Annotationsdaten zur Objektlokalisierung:
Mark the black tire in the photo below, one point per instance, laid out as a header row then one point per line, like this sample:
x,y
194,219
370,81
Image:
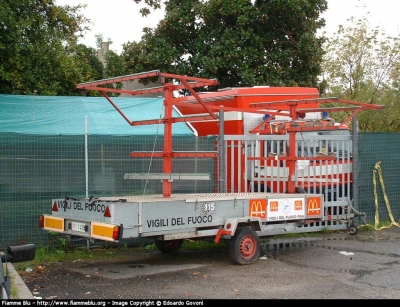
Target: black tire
x,y
353,229
168,247
244,247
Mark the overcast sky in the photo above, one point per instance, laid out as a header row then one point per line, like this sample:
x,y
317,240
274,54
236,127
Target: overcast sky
x,y
121,21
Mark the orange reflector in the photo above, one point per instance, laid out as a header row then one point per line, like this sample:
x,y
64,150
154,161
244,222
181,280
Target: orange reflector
x,y
41,221
107,213
55,207
53,223
106,232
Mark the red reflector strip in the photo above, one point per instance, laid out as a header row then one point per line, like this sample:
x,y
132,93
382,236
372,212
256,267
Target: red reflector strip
x,y
116,233
55,207
107,212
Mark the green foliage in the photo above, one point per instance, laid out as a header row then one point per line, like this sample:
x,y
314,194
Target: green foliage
x,y
38,52
362,64
237,42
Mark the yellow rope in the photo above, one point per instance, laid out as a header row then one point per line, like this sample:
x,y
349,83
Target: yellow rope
x,y
377,169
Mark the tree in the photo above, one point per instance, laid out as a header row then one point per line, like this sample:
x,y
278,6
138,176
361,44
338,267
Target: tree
x,y
241,43
38,51
362,64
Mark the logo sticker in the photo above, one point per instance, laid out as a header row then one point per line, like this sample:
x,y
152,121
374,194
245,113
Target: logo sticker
x,y
258,208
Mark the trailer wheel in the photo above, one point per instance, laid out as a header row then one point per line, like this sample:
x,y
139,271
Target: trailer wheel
x,y
353,229
168,247
244,247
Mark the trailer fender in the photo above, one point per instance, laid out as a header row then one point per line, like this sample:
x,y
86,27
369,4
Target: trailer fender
x,y
232,224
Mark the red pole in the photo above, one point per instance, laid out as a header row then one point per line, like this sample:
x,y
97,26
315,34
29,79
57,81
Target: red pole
x,y
292,151
167,184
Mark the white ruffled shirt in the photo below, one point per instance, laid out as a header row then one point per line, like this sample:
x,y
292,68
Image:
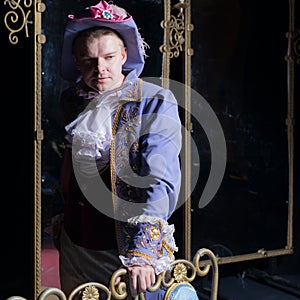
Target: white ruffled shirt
x,y
91,132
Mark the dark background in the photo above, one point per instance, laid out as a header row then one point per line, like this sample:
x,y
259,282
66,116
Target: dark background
x,y
239,69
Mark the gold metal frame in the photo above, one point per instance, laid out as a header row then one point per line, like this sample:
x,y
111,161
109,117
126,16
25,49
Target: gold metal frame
x,y
171,48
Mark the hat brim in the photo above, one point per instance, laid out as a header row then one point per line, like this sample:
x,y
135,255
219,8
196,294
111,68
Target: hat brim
x,y
127,29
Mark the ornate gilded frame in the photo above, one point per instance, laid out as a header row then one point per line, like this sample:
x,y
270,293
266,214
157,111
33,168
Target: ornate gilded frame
x,y
22,9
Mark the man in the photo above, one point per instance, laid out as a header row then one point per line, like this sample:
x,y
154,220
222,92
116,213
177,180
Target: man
x,y
121,174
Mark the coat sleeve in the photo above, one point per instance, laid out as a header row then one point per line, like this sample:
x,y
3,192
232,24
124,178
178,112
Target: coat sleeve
x,y
147,237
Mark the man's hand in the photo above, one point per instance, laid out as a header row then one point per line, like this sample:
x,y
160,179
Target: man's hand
x,y
140,278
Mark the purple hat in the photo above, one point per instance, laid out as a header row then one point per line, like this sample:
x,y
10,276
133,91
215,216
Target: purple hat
x,y
114,17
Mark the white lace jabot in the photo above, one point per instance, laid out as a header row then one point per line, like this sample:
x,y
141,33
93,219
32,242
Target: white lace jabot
x,y
91,132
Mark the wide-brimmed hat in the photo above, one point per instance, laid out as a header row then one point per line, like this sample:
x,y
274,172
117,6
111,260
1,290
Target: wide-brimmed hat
x,y
108,15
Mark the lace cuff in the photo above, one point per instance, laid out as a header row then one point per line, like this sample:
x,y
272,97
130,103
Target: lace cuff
x,y
151,242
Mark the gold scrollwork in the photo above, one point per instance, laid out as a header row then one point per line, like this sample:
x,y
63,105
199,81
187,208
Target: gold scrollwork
x,y
13,19
175,25
296,45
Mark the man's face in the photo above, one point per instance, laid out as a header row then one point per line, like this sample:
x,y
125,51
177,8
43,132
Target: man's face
x,y
100,61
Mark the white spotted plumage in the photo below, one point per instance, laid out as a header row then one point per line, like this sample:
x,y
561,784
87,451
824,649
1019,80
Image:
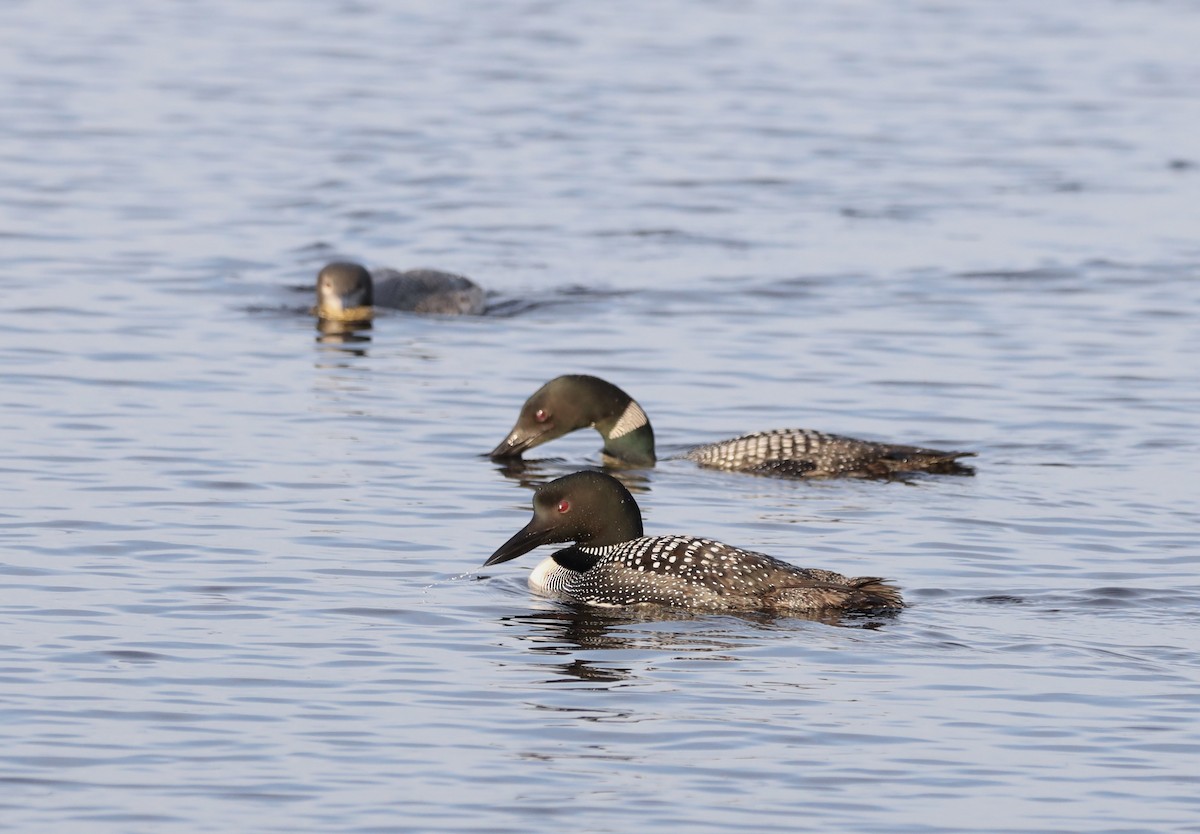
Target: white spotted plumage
x,y
685,571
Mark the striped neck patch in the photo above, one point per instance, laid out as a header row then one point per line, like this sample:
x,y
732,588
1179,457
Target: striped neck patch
x,y
631,420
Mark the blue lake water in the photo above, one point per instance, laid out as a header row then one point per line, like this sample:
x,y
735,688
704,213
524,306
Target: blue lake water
x,y
240,582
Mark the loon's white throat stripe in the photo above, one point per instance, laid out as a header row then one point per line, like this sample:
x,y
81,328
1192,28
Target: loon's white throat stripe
x,y
633,419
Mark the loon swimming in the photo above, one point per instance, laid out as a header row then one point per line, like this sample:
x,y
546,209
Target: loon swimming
x,y
613,564
576,401
347,292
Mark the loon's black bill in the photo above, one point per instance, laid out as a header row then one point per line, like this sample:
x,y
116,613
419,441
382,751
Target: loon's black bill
x,y
525,540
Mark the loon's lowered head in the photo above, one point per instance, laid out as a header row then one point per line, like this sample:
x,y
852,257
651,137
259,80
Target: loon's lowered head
x,y
345,292
577,401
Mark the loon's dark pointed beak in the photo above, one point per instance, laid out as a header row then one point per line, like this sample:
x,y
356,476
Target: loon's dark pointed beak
x,y
516,443
526,539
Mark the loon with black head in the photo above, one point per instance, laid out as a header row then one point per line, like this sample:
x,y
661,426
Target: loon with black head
x,y
613,564
347,292
577,401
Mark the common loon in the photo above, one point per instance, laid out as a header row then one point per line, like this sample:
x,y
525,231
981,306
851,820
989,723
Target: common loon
x,y
347,292
576,401
613,564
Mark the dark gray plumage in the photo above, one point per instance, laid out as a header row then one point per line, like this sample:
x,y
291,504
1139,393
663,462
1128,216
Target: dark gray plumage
x,y
613,564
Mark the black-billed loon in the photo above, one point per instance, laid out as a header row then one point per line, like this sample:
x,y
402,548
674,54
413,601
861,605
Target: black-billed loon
x,y
613,564
347,292
576,401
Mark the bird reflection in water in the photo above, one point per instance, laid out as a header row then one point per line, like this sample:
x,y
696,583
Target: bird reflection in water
x,y
534,473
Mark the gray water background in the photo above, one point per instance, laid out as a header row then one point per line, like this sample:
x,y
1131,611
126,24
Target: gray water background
x,y
239,567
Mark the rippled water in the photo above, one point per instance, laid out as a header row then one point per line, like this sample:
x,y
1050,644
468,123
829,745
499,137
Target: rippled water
x,y
240,564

Aufgabe: Übertrage bitte alle obigen Daten zeilenweise in eine Markdown-Tabelle mit den Spalten „Nr.“ und „Inhalt“, fortlaufend nummeriert und ohne Leerzeilen. Die Bilder lässt du dabei weg.

Richtiges Ergebnis:
| Nr. | Inhalt |
|---|---|
| 1 | Mark the black tire in the photo below, one point per instance, laid out as a header row then one point per line, like this sample: |
| 2 | x,y |
| 3 | 194,219 |
| 4 | 370,81 |
| 5 | Image: |
| 6 | Target: black tire |
| 7 | x,y |
| 8 | 353,229 |
| 9 | 168,247 |
| 10 | 244,247 |
| 11 | Mark the overcast sky in the photo above, one point per instance, laid out as a header row then one point per line, like this sample: |
| 12 | x,y |
| 13 | 317,240 |
| 14 | 274,54 |
| 15 | 236,127 |
| 16 | Target: overcast sky |
| 17 | x,y |
| 18 | 121,21 |
| 19 | Mark the orange reflector in the photo above, one point per instance, laid out as a header row then one point per line, like this sample: |
| 20 | x,y |
| 21 | 64,150 |
| 22 | 154,161 |
| 23 | 244,222 |
| 24 | 181,280 |
| 25 | Target: orange reflector |
| 26 | x,y |
| 27 | 41,221 |
| 28 | 107,213 |
| 29 | 55,207 |
| 30 | 53,223 |
| 31 | 106,232 |
| 32 | Mark the red reflector strip in the photo above, one point per instance, laid out as a header row then one point per line, like this sample: |
| 33 | x,y |
| 34 | 132,93 |
| 35 | 382,236 |
| 36 | 372,212 |
| 37 | 256,267 |
| 38 | Target: red reflector strip |
| 39 | x,y |
| 40 | 116,233 |
| 41 | 55,207 |
| 42 | 107,212 |
| 43 | Mark the green foliage in the photo above, one point per instance, laid out as a header row then one point per line, like this sample: |
| 44 | x,y |
| 45 | 314,194 |
| 46 | Target: green foliage |
| 47 | x,y |
| 48 | 38,52 |
| 49 | 362,64 |
| 50 | 237,42 |
| 51 | Mark the yellow rope in the photo above, one point per instance, laid out as a header row then one point per line, like this sample: |
| 52 | x,y |
| 53 | 349,83 |
| 54 | Target: yellow rope |
| 55 | x,y |
| 56 | 377,169 |
| 57 | Mark the tree in the photo above, one point per instance, laid out as a header row then one point per line, like this sample: |
| 58 | x,y |
| 59 | 278,6 |
| 60 | 138,176 |
| 61 | 361,44 |
| 62 | 338,267 |
| 63 | Target: tree |
| 64 | x,y |
| 65 | 241,43 |
| 66 | 38,51 |
| 67 | 362,64 |
| 68 | Mark the logo sticker in the photo above, one point per instance, laid out as a header row then one point per line, like this sample: |
| 69 | x,y |
| 70 | 152,121 |
| 71 | 374,194 |
| 72 | 245,113 |
| 73 | Target: logo sticker |
| 74 | x,y |
| 75 | 258,208 |
| 76 | Mark the trailer wheel in the photo above, one point per instance, laid out as a header row then one point per line, like this sample: |
| 77 | x,y |
| 78 | 139,271 |
| 79 | Target: trailer wheel |
| 80 | x,y |
| 81 | 353,229 |
| 82 | 168,247 |
| 83 | 244,247 |
| 84 | Mark the trailer fender in the photo above, one point per instance, laid out as a header row then one point per line, like this sample: |
| 85 | x,y |
| 86 | 86,27 |
| 87 | 369,4 |
| 88 | Target: trailer fender |
| 89 | x,y |
| 90 | 232,224 |
| 91 | Mark the red pole in the photo above, one point per instance, laid out as a header row then one point per line, like this sample: |
| 92 | x,y |
| 93 | 97,26 |
| 94 | 315,34 |
| 95 | 29,79 |
| 96 | 57,81 |
| 97 | Target: red pole |
| 98 | x,y |
| 99 | 292,151 |
| 100 | 167,184 |
| 101 | Mark the white ruffled shirt in the photo below, one point per instance, laid out as a header row then one point per line, like this sample: |
| 102 | x,y |
| 103 | 292,68 |
| 104 | Image: |
| 105 | Target: white ruffled shirt |
| 106 | x,y |
| 107 | 91,132 |
| 108 | Mark the dark background in the photo above, one point per instance, laid out as a header row then one point per line, like this sample: |
| 109 | x,y |
| 110 | 259,282 |
| 111 | 66,116 |
| 112 | Target: dark background |
| 113 | x,y |
| 114 | 239,69 |
| 115 | Mark the gold metal frame in the photo above, one point per instance, laid out as a header row then one point per line, like this sample: |
| 116 | x,y |
| 117 | 111,161 |
| 118 | 109,117 |
| 119 | 126,16 |
| 120 | 25,49 |
| 121 | Target: gold metal frame |
| 122 | x,y |
| 123 | 171,48 |
| 124 | Mark the hat brim in the photo above, one point per instance, laid out as a header row then one point per line, like this sample: |
| 125 | x,y |
| 126 | 135,255 |
| 127 | 219,8 |
| 128 | 196,294 |
| 129 | 111,68 |
| 130 | Target: hat brim |
| 131 | x,y |
| 132 | 127,29 |
| 133 | Mark the ornate gilded frame in the photo above, one point per instance, laid out as a header row then one point per line, like this sample: |
| 134 | x,y |
| 135 | 270,293 |
| 136 | 266,214 |
| 137 | 157,111 |
| 138 | 33,168 |
| 139 | Target: ornate gilded frame |
| 140 | x,y |
| 141 | 22,9 |
| 142 | Mark the man in the photo above, one point per instance, laid out as a header row then one point per line, like this sample: |
| 143 | x,y |
| 144 | 154,220 |
| 145 | 222,92 |
| 146 | 116,213 |
| 147 | 177,180 |
| 148 | Target: man |
| 149 | x,y |
| 150 | 121,174 |
| 151 | Mark the coat sleeve in the photo above, one point per instance, laid out as a header row then one point per line, like this sample: |
| 152 | x,y |
| 153 | 3,192 |
| 154 | 232,24 |
| 155 | 124,178 |
| 156 | 178,112 |
| 157 | Target: coat sleeve |
| 158 | x,y |
| 159 | 147,237 |
| 160 | Mark the man's hand in the photo above, one point per instance, laid out as a header row then one point per line, like this sample: |
| 161 | x,y |
| 162 | 160,179 |
| 163 | Target: man's hand |
| 164 | x,y |
| 165 | 140,278 |
| 166 | Mark the purple hat in the photo above, one point per instance, laid out as a header row then one point per line, like this sample: |
| 167 | x,y |
| 168 | 10,276 |
| 169 | 133,91 |
| 170 | 215,216 |
| 171 | Target: purple hat |
| 172 | x,y |
| 173 | 114,17 |
| 174 | Mark the white lace jabot in the photo above, one point per instance, laid out as a header row then one point per line, like this sample: |
| 175 | x,y |
| 176 | 141,33 |
| 177 | 93,219 |
| 178 | 32,242 |
| 179 | Target: white lace jabot |
| 180 | x,y |
| 181 | 91,132 |
| 182 | Mark the wide-brimmed hat in the photo above, one point per instance, laid out as a header row then one point per line, like this sample: |
| 183 | x,y |
| 184 | 274,172 |
| 185 | 117,6 |
| 186 | 111,260 |
| 187 | 1,290 |
| 188 | Target: wide-brimmed hat |
| 189 | x,y |
| 190 | 108,15 |
| 191 | Mark the lace cuff in the photo above, one point per instance, laid out as a header row then one point per line, like this sample: |
| 192 | x,y |
| 193 | 272,97 |
| 194 | 130,103 |
| 195 | Target: lace cuff |
| 196 | x,y |
| 197 | 151,242 |
| 198 | Mark the gold scrollwork in the photo above, one point per instance, laid out as a header row then one point per line, like this sample: |
| 199 | x,y |
| 200 | 63,105 |
| 201 | 199,81 |
| 202 | 187,208 |
| 203 | Target: gold scrollwork |
| 204 | x,y |
| 205 | 13,19 |
| 206 | 175,25 |
| 207 | 296,45 |
| 208 | Mark the man's face in the photo above, one point per instance, laid out as a header row then one point per line, like this sample: |
| 209 | x,y |
| 210 | 125,51 |
| 211 | 177,8 |
| 212 | 43,132 |
| 213 | Target: man's face |
| 214 | x,y |
| 215 | 100,61 |
| 216 | Mark the white spotted plumage in the photo below, one point per instance, laid out as a header row then one point per line, like this sample: |
| 217 | x,y |
| 218 | 561,784 |
| 219 | 87,451 |
| 220 | 824,649 |
| 221 | 1019,80 |
| 222 | Image: |
| 223 | Target: white spotted plumage |
| 224 | x,y |
| 225 | 685,571 |
| 226 | Mark the striped neck patch in the photo above, one point per instance, laid out as a header row then one point per line, like this sample: |
| 227 | x,y |
| 228 | 732,588 |
| 229 | 1179,457 |
| 230 | Target: striped neck patch |
| 231 | x,y |
| 232 | 631,420 |
| 233 | Mark the blue lake water in the photo above, one point per instance, laid out as a header row then one point per line, like this sample: |
| 234 | x,y |
| 235 | 735,688 |
| 236 | 704,213 |
| 237 | 524,306 |
| 238 | Target: blue lake water |
| 239 | x,y |
| 240 | 240,582 |
| 241 | Mark the loon's white throat stripe in the photo above, one point per instance, laid out as a header row then one point per line, like this sample: |
| 242 | x,y |
| 243 | 81,328 |
| 244 | 1192,28 |
| 245 | Target: loon's white throat stripe |
| 246 | x,y |
| 247 | 633,419 |
| 248 | Mark the loon swimming in the photo above, one point per instance, laid out as a header row then one point per line, like this sample: |
| 249 | x,y |
| 250 | 546,209 |
| 251 | Target: loon swimming |
| 252 | x,y |
| 253 | 613,564 |
| 254 | 576,401 |
| 255 | 347,292 |
| 256 | Mark the loon's black bill in the photo above, one point per instance, laid out as a header row then one point per line, like this sample: |
| 257 | x,y |
| 258 | 116,613 |
| 259 | 419,441 |
| 260 | 382,751 |
| 261 | Target: loon's black bill |
| 262 | x,y |
| 263 | 525,540 |
| 264 | Mark the loon's lowered head in the photo above, one point per instance, laid out as a header row then one point per line, like this sample: |
| 265 | x,y |
| 266 | 852,257 |
| 267 | 651,137 |
| 268 | 259,80 |
| 269 | Target: loon's lowered head |
| 270 | x,y |
| 271 | 345,292 |
| 272 | 577,401 |
| 273 | Mark the loon's dark pointed beak in the photo above, one point per instance, laid out as a header row then one point per line, like this sample: |
| 274 | x,y |
| 275 | 356,476 |
| 276 | Target: loon's dark pointed beak |
| 277 | x,y |
| 278 | 516,443 |
| 279 | 526,539 |
| 280 | Mark the loon with black head in the photo above, one point per instance, laid out as a header row then one point per line, like this sample: |
| 281 | x,y |
| 282 | 661,426 |
| 283 | Target: loon with black head |
| 284 | x,y |
| 285 | 613,564 |
| 286 | 347,292 |
| 287 | 577,401 |
| 288 | Mark the common loon in the photo above, one point per instance, laid out as a header row then one point per line, like this sample: |
| 289 | x,y |
| 290 | 525,231 |
| 291 | 981,306 |
| 292 | 851,820 |
| 293 | 989,723 |
| 294 | Target: common loon |
| 295 | x,y |
| 296 | 347,292 |
| 297 | 576,401 |
| 298 | 613,564 |
| 299 | Mark the dark gray plumage in the photo above, one point per instance, laid out as a header row then one point per line, like this sample: |
| 300 | x,y |
| 301 | 291,504 |
| 302 | 1139,393 |
| 303 | 663,462 |
| 304 | 1128,216 |
| 305 | Target: dark gray plumage |
| 306 | x,y |
| 307 | 613,564 |
| 308 | Mark the black-billed loon in the photo above, one point per instance, laid out as a header row then one point per line, like this sample: |
| 309 | x,y |
| 310 | 402,548 |
| 311 | 674,54 |
| 312 | 413,601 |
| 313 | 861,605 |
| 314 | Target: black-billed loon |
| 315 | x,y |
| 316 | 613,564 |
| 317 | 347,292 |
| 318 | 576,401 |
| 319 | Mark the bird reflection in water in the photo above, one point per instance, laid out as a header row then one point per line, like this sample: |
| 320 | x,y |
| 321 | 696,583 |
| 322 | Target: bird reflection in water |
| 323 | x,y |
| 324 | 534,473 |
| 325 | Mark the gray water background in the photo above, one point per instance, laid out as a header row then one point per line, like this sample: |
| 326 | x,y |
| 327 | 1131,611 |
| 328 | 126,24 |
| 329 | Target: gray water background |
| 330 | x,y |
| 331 | 239,567 |
| 332 | Mark the rippled water in the photo above, one point per instance, laid out as a header row then one point per line, like this sample: |
| 333 | x,y |
| 334 | 1050,644 |
| 335 | 468,123 |
| 336 | 829,745 |
| 337 | 499,137 |
| 338 | Target: rippled water |
| 339 | x,y |
| 340 | 240,564 |